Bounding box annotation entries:
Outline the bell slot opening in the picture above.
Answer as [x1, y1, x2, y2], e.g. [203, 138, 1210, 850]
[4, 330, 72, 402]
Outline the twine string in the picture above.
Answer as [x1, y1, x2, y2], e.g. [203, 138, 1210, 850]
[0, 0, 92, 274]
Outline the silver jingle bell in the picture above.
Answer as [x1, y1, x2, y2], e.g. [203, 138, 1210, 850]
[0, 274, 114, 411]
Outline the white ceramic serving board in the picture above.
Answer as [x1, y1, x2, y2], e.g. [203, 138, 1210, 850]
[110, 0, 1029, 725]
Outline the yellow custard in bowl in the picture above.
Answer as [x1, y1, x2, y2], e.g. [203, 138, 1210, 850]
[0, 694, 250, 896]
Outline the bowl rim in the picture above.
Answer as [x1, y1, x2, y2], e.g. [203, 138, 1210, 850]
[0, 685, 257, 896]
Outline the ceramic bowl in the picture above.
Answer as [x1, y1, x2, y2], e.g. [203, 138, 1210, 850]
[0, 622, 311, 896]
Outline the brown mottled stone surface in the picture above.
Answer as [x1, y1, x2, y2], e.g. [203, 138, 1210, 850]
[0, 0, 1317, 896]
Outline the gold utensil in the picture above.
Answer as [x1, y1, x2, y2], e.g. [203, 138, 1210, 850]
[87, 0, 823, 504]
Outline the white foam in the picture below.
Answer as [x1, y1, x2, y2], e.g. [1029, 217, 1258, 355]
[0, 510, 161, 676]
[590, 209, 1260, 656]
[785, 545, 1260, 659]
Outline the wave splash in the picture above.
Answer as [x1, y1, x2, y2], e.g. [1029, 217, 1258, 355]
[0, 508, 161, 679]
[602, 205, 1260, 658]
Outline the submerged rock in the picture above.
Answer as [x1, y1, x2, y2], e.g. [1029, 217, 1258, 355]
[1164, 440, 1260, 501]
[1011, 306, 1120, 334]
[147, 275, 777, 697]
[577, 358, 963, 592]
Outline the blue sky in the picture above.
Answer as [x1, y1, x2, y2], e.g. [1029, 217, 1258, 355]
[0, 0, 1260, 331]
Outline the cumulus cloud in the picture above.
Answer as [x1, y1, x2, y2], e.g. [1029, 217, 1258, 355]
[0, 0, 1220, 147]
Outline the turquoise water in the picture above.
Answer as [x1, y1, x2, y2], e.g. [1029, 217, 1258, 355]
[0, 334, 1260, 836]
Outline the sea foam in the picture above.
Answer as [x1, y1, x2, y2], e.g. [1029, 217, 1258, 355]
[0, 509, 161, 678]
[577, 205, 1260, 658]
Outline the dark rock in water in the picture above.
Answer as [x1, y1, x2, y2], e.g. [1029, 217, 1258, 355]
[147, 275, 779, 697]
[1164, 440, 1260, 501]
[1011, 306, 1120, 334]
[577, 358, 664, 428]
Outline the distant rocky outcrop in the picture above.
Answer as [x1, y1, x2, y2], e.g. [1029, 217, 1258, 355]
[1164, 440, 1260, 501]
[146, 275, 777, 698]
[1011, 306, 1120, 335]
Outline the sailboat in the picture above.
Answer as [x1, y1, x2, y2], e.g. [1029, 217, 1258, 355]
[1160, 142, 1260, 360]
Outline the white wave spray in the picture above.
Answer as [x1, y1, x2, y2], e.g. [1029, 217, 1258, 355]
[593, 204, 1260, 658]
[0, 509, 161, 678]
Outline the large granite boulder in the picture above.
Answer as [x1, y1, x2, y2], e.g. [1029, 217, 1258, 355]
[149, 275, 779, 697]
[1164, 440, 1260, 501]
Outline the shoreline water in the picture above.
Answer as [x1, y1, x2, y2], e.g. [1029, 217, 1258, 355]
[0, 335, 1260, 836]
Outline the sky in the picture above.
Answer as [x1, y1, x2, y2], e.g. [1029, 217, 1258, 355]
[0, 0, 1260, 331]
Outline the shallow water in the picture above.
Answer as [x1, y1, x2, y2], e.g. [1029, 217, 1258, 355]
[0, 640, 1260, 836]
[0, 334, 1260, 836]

▶ TO BE DONE:
Copy the lines from the very first through the one containing "[0, 274, 114, 411]", substituting "jute" for "twine" and keeping everything else the same.

▶ COMPLETE RESPONSE:
Outline the bell slot opening in the picture above.
Answer as [x1, y1, x2, y2], e.g. [203, 138, 1210, 850]
[4, 330, 72, 402]
Outline the jute string in the picture above.
Answer as [x1, y1, x2, y2], e.g. [203, 138, 1210, 850]
[0, 0, 92, 274]
Outline the silver jingle bell in the picture above.
Answer as [x1, y1, x2, y2], e.g. [203, 138, 1210, 850]
[0, 274, 114, 411]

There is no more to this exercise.